Text excerpt below:

Understanding the effects of the COVID-19 pandemic on the population means knowing more than just the total number of infections and deaths. As with many diseases, after the acute infection has passed, a constellation of symptoms known as sequelae can still linger. And while the end of the pandemic is finally coming into view, we’re still in the early stages of comprehending post-acute sequelae of SARS-CoV-2 infection, also referred to as “PASC” or “long COVID.”

But COVID is far from the only infectious disease to result in long-term symptoms. Understanding this newly identified chronic illness and its associated symptoms could be guided by, and inform our knowledge of, other instances of post-infectious sequelae.

There are myriad ways that infectious agents — viruses, bacteria, parasites, fungi and prions — can do long-term damage to the host, directly or indirectly. For instance, damage from the initial infection may cause a cascade of host responses that result in pathology even after the acute infection has resolved. This is sometimes referred to as a “hit-and-run” mechanism of disease, as the infectious agent is often gone by the time any post-infectious damage appears. Alternatively, microbes can infect us and then linger in our bodies for months or years as either a persistent active infection or a persistent nonreplicating (latent) infection. These infections can cause long-term damage via several different means, including inducing inflammation that leads to tissue destruction, or reactivation of a latent pathogen that begins reproducing again in times of stress.

They can be very serious: One long-term outcome of infection with certain microbes is cancer. This can happen via integration, when viruses (or segments of the viral genome) become a part of the host’s genome, interrupting essential functions in infected cells.

End of Text excerpt.

▶ [Task instructions] Starting with "They can be" and going on through "in infected cells.", write out the text on post-infectious sequelae again, changing "cancer" to "malignancy".

Dataset entries below:

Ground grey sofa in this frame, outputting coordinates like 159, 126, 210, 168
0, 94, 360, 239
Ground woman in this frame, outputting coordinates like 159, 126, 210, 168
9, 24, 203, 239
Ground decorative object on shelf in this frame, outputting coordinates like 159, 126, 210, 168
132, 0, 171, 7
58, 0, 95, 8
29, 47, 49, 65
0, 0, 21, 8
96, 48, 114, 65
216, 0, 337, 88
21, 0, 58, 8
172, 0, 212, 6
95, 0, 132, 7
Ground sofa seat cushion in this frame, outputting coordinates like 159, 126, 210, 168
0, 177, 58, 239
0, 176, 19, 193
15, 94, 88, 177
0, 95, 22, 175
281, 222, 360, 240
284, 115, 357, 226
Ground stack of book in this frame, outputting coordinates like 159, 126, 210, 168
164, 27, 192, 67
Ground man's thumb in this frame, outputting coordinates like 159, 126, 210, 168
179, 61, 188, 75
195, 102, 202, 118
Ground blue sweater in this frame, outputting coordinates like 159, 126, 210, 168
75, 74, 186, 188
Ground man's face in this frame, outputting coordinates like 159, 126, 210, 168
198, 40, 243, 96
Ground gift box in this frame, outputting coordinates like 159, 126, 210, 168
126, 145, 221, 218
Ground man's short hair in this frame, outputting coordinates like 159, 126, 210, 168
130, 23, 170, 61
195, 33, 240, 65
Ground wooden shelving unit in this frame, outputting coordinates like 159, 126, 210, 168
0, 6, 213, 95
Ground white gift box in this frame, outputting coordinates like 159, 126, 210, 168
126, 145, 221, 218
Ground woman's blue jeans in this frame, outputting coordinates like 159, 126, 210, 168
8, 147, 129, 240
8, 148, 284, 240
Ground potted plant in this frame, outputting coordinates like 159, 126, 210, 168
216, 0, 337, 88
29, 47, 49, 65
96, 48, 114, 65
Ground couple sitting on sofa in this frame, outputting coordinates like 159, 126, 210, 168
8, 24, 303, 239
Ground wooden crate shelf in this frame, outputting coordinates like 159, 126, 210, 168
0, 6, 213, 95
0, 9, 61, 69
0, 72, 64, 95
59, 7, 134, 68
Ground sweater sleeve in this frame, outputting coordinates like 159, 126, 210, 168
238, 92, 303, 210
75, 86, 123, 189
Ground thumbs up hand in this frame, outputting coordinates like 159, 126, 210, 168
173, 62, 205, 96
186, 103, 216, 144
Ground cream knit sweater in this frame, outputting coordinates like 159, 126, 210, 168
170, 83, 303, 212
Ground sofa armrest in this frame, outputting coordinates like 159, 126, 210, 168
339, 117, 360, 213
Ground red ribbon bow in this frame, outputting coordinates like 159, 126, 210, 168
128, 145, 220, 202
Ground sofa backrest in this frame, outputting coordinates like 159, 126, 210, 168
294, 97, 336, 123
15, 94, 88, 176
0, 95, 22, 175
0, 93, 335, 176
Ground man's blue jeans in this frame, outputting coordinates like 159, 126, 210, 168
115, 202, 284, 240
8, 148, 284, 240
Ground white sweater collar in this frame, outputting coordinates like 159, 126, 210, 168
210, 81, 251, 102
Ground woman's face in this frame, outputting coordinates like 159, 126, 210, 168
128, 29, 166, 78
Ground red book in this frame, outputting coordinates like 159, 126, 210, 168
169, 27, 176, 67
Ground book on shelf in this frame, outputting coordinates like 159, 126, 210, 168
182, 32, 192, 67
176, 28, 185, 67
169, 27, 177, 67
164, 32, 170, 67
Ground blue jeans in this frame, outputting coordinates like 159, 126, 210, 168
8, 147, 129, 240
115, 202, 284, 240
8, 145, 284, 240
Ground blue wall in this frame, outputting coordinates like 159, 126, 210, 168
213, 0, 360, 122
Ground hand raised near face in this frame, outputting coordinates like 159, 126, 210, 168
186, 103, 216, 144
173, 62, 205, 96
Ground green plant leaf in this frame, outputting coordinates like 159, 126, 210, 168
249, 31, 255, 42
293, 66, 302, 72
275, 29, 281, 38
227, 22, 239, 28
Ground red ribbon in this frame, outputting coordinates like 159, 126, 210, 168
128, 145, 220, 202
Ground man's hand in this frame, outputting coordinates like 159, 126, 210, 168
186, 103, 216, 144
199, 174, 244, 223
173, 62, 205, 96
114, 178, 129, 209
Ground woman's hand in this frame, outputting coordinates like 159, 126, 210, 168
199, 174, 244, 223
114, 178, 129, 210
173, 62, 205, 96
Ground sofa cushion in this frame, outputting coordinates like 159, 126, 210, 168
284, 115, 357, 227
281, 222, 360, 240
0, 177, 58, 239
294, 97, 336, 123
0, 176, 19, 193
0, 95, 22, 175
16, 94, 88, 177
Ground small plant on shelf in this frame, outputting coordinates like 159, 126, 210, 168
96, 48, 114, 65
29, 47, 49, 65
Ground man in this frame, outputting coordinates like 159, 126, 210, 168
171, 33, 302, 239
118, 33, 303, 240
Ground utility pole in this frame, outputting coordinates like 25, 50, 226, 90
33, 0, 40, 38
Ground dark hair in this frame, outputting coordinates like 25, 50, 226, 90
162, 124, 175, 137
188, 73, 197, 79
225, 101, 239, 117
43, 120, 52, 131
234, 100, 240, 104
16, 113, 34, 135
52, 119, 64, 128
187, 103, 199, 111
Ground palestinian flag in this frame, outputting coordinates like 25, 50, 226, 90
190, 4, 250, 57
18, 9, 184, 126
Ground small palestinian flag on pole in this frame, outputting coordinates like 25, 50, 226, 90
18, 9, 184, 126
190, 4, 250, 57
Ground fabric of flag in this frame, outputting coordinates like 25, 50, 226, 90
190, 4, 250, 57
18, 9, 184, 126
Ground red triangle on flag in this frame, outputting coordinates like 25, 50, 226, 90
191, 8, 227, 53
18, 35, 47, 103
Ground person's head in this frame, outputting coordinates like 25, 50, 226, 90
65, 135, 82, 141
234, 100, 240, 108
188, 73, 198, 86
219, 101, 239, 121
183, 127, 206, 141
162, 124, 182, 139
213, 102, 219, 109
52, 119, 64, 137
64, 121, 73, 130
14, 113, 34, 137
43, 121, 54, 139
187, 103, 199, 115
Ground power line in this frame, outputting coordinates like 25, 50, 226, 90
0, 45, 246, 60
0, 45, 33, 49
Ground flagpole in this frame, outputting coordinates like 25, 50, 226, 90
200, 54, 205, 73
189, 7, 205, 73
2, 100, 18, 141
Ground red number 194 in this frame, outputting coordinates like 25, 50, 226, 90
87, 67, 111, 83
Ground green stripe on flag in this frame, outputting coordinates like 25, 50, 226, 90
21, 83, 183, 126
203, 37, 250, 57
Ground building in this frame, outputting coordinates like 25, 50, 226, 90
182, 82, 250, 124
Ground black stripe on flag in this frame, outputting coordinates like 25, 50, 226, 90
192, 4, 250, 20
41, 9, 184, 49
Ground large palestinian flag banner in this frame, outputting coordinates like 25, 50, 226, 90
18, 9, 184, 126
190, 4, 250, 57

End of Dataset entries.

▶ [Exercise answer]
They can be very serious: One long-term outcome of infection with certain microbes is malignancy. This can happen via integration, when viruses (or segments of the viral genome) become a part of the host’s genome, interrupting essential functions in infected cells.